▶ What to work on
Repeat the records. Each line must match exactly.

▶ Referring expression pointing data

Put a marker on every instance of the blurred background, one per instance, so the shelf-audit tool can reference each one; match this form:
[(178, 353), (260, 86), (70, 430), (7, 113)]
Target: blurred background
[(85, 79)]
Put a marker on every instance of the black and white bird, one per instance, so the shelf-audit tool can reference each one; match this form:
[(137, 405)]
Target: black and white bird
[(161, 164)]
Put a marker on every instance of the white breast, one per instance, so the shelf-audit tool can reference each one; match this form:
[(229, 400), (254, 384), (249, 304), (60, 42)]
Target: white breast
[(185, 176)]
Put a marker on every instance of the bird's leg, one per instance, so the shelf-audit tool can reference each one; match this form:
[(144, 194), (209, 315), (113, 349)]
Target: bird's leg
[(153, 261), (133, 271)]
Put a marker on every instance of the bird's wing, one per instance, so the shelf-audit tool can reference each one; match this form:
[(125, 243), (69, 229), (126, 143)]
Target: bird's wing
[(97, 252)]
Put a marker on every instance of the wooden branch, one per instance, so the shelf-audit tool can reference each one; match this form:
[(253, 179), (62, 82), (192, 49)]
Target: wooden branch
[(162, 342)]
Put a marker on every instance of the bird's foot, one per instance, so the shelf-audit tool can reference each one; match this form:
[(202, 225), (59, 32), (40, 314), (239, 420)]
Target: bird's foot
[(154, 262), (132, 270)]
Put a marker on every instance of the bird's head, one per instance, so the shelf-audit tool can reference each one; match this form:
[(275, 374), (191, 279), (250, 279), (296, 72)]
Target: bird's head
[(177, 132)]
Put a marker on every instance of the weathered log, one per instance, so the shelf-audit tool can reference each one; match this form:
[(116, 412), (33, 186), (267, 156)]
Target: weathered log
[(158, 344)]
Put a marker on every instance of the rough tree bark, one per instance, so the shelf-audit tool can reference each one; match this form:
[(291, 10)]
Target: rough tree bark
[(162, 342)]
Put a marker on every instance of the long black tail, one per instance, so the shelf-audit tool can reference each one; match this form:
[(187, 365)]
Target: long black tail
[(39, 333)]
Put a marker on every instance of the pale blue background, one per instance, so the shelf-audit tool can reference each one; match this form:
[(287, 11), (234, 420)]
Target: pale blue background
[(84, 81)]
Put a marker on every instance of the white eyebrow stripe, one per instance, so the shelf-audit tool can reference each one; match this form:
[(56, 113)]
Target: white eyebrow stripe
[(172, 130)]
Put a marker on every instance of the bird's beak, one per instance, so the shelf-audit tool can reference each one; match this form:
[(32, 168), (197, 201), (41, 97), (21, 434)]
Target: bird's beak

▶ Solution below
Put a marker on every instance of the blurred background, one per instance, so the shelf-audit tool can reference each one; match this form:
[(178, 353), (260, 86), (70, 430), (7, 113)]
Target: blurred background
[(85, 79)]
Put a marker on every instance of the black and white bird, one per instance, so the shelf-audit tool can reference each one; match this form:
[(137, 405)]
Target: black and white bird
[(161, 164)]
Put a marker on every instance of the white breast, one per instance, so the shelf-audit tool can reference each one; match this form:
[(229, 400), (254, 384), (249, 304), (60, 42)]
Target: white breast
[(185, 176)]
Put a marker on every instance of the bird's leg, one per instance, so the shelf-audit tool can reference each one; match this form:
[(144, 194), (209, 315), (113, 349)]
Target: bird's leg
[(153, 261), (133, 271)]
Put a marker on every instance of the bird's wing, one per instance, so the shelf-audit tool can reference each one; match this form:
[(125, 243), (69, 229), (126, 143)]
Target: bird's wing
[(97, 252)]
Put a marker on every instance of the wooden branch, one per instance, so the shelf-audit tool can reference each one; match this form:
[(253, 179), (62, 82), (192, 49)]
Target: wooden branch
[(162, 342)]
Put a marker on every instance of the bird's foot, one per instance, so the shelf-audit tool can reference each one; match this form:
[(202, 225), (59, 32), (40, 314), (239, 420)]
Target: bird's foot
[(154, 262), (132, 270)]
Put a marker on every instance of the bird's head, one per instance, so the shelf-audit tool can reference each one; match this form:
[(275, 374), (191, 279), (250, 279), (296, 72)]
Target: bird's head
[(177, 132)]
Put a marker on every instance of the weathered log, one per instance, so the shelf-audit tool can reference each one; match this form:
[(116, 412), (33, 186), (267, 156)]
Target: weathered log
[(158, 344)]
Put a marker on every instance of the rough tree bark, one per instance, so the shelf-audit tool can reference each one; match this form:
[(291, 10)]
Target: rough tree bark
[(162, 342)]
Put a marker on every instance of the long black tail, one per instance, so the shelf-audit tool can reference each one; match this form:
[(187, 365)]
Target: long black tail
[(39, 333)]
Put a marker on every instance of the pale blue background, one per instance, so the shelf-audit tool can reference each one; match this form:
[(287, 11), (234, 420)]
Target: pale blue background
[(84, 81)]
Put a marker on every instance of the white eyebrow stripe, one per instance, so the shelf-audit tool can reference each one; match this form:
[(56, 113)]
Target: white eyebrow stripe
[(172, 130)]
Put a marker on every instance of the bird's beak, one per instance, so the shelf-audit tool can reference each one; match this form:
[(32, 168), (197, 201), (41, 97), (21, 434)]
Target: bird's beak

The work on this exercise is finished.